**Document segment:**
- - - - - - -
I was talking to a notary on the East Coast. I was going to ask him a loan signing question, but then he retorted back a question in my direction before I could ask my question.
How do you explain the APR to a non-borrowing spouse?, he asked.
I gave him my routine mathematical definition of the APR and he was impressed. When he asked the question, I was thinking that this is a great question. It sounded like a trick question, but it actually is a very reasonable question. It suddenly occurred to me that the non-borrowing spouse is the epitome of a lay-person, and doesn’t understand complicated terms such as “amortized” or “finance charges”. If you have an MBA in Finance, you might not be the best person to explain an APR to someone’s wife. So, part of the genius of this question is that it tells you to use layperson language without telling you directly.
The other great aspect of this question is that it gives the opportunity to tangent goers to go off on a tangent — and they take this opportunity. I ask this question to many people, and 20% of the people go off on a very long explanation of what documents the non-borrowing spouse has to sign. But, that has nothing to do with the question. They didn’t LISTEN. This is a good listening and tangent going question. You learn very quickly who listens, and who can talk as well.
People notoriously leave out 90% of the meat of the answer when describing this confusing and diabolical term.
“It includes the fees”
Trust me, it includes a lot more than the fees.
“It reflects the cost of the loan”
Trust me, it also includes your interest as well as whatever the cost is.
“It’s usually higher than the rate”
Boy, are we being vague.
“It includes interest and fees”
Better, but very uneducated sounding.
Most answers to this question are either missing the target, or miss the main point of the APR.
The APR is a RATIO that is based on the payments relative to the total amount financed after: some of the finance charges, perhaps points, perhaps loan origination fees, PMI, and perhaps other fees have been deducted — and is reflected on a compounded annual rate.
I am not a lender and don’t know the “Real” definition. But, how the APR is calculated can vary from state to state, and from lender to lender. So, there is no absolute definition, but only definitions that are approximate. Unfortunately, the definitions I am hearing from the notaries are overly simplistic and generally just plain wrong!
- - - - - - -
**Listed entries:**
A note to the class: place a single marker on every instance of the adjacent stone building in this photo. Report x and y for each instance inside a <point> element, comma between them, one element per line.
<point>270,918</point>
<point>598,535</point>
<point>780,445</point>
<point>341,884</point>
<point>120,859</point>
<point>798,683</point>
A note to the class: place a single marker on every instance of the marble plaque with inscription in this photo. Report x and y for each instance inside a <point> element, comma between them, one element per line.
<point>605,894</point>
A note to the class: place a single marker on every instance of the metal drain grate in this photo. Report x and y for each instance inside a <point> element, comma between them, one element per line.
- - - - - - -
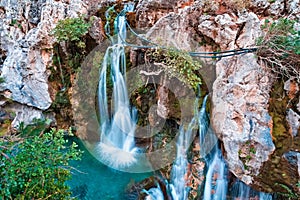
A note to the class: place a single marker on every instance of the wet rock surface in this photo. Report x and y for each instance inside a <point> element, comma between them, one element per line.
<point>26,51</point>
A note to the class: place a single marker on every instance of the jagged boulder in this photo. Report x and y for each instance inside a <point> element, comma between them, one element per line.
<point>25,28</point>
- - - - - - -
**List of tasks:**
**1.** Answer these questions about the piece on explaining the APR:
(a) Where was the notary the writer was talking to?
(b) What share of the people asked this question go off on a long explanation of what documents the non-borrowing spouse has to sign?
(c) The writer offers a definition of the APR. What kind of quantity does it say the APR is?
**2.** Reproduce the passage from the piece on explaining the APR, starting at "How do you explain" and ending at "telling you directly.".

**Solved tasks:**
**1.**
(a) On the East Coast.
(b) 20%.
(c) A ratio.

**2.**
How do you explain the APR to a non-borrowing spouse?, he asked.
I gave him my routine mathematical definition of the APR and he was impressed. When he asked the question, I was thinking that this is a great question. It sounded like a trick question, but it actually is a very reasonable question. It suddenly occurred to me that the non-borrowing spouse is the epitome of a lay-person, and doesn’t understand complicated terms such as “amortized” or “finance charges”. If you have an MBA in Finance, you might not be the best person to explain an APR to someone’s wife. So, part of the genius of this question is that it tells you to use layperson language without telling you directly.